§ Excerpt
+++
Why wait for a wine to reach its peak when you could get your hands on a mature bottle directly from us? We have myriad vintages from Bordeaux properties, exceptional Burgundy crus, and some amazing discoveries from Alsace…
In the Bordeaux region, though it would be helpful to the harvests if some real rain arrived, there has been a veritable shower of mature vintages. Château Les Ormes de Pez (Saint Estèphe) opens the show with a dazzling vintage, the 2009, also available in 1991 and 2007. The 1978 cru bourgeois Château Coutelin-Merville is typical of the Saint-Estèphe appellation and will undoubtedly be tempting to those who were born in that year. Otherwise, what would you say to a classic Château Carbonnieux in its immense 1982 vintage? We’ve also got bottles of this wine from 1986, 1987, 2000 and 2003.
Château Siran, the classic Margaux bursting with power and finesse, is up for grabs in several vintages starting from 1986. Are you looking for a dessert wine? We’ve got just the thing! Château d’Arche from 1990, or indeed a 2001 Château d’Yquem, this being a legendary year for a legendary property. And Château Haut-Brion is represented by a 1993 imperial bottle, the sort of thing that appears every once in a blue moon…
Burgundy also has some gems to offer. Among the selection of fine, cellaring wines is a 2010 Romanée-Saint-Vivant Les Quatre Journaux by Louis Latour in magnum format (because there can never be too much!). There’s also a 2008 Volnay 1er cru Les Caillerets from Domaine Henri Boillot. If you’re more of a fan of white, we recommend the 1974 Chevalier-Montrachet Les Demoiselles, a bottle straight from the cellar of Domaine Louis Latour in an individual, wooden box.
+++
§ Exercises to complete
a – Name every château mentioned in the piece on mature vintages.
b – Write the next part of the piece on mature vintages, picking up after its final sentence.

§ Information shown
+++
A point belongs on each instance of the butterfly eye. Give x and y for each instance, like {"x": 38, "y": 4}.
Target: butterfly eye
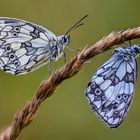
+++
§ Per-task outputs
a – Château Les Ormes de Pez, Château Coutelin-Merville, Château Carbonnieux, Château Siran, Château d'Arche, Château d'Yquem, Château Haut-Brion

b –
There’s plenty of choice from Alsace, too. The excellent 2000 vintage is represented by the likes of Domaine Schlumberger’s Clarisse cuvée (Pinot Gris) and Clos Saint Theobald Rangen de Thann, a Gewurztraminer from Domaine Schoffit. And we mustn’t forget the famous Marcel Deiss, from whom we have a lovely, little vertical with his Schoenenbourg and Altenberg de Bergheim crus from 2008, 2009, and 2010.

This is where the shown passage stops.